EXERCISE TASKS:
1/ List every street or city named in the passage about the G20 protest march in Ottawa.
2/ Write the next paragraph of the passage about the G20 protest march in Ottawa, picking up after its final sentence.

The Group of 20 meeting is taking place today and tomorrow here in Ottawa. Yesterday I watched from my office window at the corner of Bank and Albert Streets as a snake march made its way through the downtown of the city. This particular action was, I suppose, only mildly disruptive until they passed the wretched Bank Street McDonald's. As if on cue, a few of the marchers pulled bricks out of their backpacks and broke all the windows of the fast food restaurant. The targeting of Mickey D's was quite deliberate: the marchers passed many other stores and restaurants as they made there way through the downtown, yet even Starbucks two blocks south wasn't singled out.

The Ottawa Citizen, true to form, played up the vandalism with a sarcastic caption: "Breaking Windows for Democracy". The mainstream media's coverage of the anti-globalisation movement over the past three years has provided us with some of the best examples of media bias one will ever see. We can count on stories about supposed acts of vandalism along with editorials condemning the peaceful protestors, and then virtually no coverage of what is actually being objected to. Randall Denley's column in today's Citizen is a good case in point; he argues that finance ministers and bankers meeting behind closed doors is "democratic," but that peaceful protesters marching for fair wages and democracy somehow are not.

EXCERPTED DATA:
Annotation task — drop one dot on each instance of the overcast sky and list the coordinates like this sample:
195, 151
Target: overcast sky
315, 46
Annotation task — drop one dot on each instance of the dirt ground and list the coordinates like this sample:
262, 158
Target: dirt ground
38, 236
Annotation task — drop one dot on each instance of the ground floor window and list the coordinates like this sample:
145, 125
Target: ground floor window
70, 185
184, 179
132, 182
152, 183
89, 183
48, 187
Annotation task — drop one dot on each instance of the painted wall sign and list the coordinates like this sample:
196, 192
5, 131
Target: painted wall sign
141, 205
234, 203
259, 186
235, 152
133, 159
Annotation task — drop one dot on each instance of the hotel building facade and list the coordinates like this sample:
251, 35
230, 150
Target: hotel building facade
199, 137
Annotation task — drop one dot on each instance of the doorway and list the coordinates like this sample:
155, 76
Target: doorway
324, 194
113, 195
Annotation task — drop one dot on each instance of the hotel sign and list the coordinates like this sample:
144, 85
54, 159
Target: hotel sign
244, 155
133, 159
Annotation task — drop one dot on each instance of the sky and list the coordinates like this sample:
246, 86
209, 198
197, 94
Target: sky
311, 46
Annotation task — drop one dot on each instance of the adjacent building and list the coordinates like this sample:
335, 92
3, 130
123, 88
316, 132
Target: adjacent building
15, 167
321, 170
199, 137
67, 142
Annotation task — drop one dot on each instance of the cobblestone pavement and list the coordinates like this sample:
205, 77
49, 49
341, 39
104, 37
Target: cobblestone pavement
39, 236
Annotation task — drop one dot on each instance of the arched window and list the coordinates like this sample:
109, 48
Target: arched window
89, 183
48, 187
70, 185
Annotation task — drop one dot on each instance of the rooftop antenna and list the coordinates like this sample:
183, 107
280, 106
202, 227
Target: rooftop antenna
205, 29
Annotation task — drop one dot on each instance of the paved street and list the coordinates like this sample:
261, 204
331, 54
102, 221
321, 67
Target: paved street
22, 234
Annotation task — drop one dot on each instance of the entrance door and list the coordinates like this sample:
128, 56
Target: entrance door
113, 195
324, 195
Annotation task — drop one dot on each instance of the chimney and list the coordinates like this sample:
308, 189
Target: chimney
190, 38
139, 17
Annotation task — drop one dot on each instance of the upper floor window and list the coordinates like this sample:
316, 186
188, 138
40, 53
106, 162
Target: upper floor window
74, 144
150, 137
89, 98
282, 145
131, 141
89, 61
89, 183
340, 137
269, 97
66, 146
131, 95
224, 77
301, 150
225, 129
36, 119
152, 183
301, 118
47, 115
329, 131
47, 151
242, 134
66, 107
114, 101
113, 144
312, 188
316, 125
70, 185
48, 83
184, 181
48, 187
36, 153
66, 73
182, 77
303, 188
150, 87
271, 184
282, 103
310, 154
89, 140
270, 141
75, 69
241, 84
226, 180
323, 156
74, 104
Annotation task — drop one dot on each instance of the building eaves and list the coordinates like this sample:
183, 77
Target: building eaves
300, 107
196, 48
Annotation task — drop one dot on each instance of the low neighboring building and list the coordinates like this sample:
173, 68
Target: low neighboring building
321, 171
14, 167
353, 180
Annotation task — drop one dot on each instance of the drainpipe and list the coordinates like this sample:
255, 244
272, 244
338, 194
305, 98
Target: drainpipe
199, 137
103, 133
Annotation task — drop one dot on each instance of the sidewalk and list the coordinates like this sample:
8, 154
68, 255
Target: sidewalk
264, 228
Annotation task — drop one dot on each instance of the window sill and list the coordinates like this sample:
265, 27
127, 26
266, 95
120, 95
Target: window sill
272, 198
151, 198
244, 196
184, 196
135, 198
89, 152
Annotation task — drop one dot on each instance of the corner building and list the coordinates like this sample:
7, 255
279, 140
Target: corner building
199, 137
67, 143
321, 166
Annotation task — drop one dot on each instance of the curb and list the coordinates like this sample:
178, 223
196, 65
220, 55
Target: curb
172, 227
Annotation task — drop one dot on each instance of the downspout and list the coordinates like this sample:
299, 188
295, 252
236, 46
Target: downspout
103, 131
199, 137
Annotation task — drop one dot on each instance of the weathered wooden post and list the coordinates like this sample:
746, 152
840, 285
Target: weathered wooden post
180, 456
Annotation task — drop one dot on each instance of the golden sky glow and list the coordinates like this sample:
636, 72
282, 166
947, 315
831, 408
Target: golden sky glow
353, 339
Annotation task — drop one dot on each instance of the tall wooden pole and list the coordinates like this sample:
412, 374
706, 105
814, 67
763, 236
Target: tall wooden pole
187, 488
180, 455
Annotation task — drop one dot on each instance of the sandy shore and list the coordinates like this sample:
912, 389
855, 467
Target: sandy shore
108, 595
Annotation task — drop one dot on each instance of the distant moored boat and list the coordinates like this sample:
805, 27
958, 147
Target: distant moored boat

OUTPUTS FOR THE TASKS:
1/ Ottawa, Bank Street, Albert Street

2/
I have wondered for some time about the wisdom of hosting the G-20 in downtown Ottawa. Because of security concerns in the wake of September 11th, the conference was moved from Delhi to Ottawa. When I first heard that the meeting would be here, I thought it might end up at a nice golf resort in Gatineau, isolated but accessible. Instead, the Conference Centre downtown is the site. Anyone who knows Ottawa understands the problems this causes: the Centre sits beside the Rideau Canal, very close to the corner of two busy streets, Rideau and Sussex, across the street from the city's largest shopping mall, and within a block of the Byward Market. "Securing" the Centre has meant shutting two of the bridges and most of the entrances to the mall, and the mall is the hub for the Ottawa public transit system.

Why should thousands of Ottawa citizens be unconvinced by this meeting? How will we benefit? Can anyone tell me?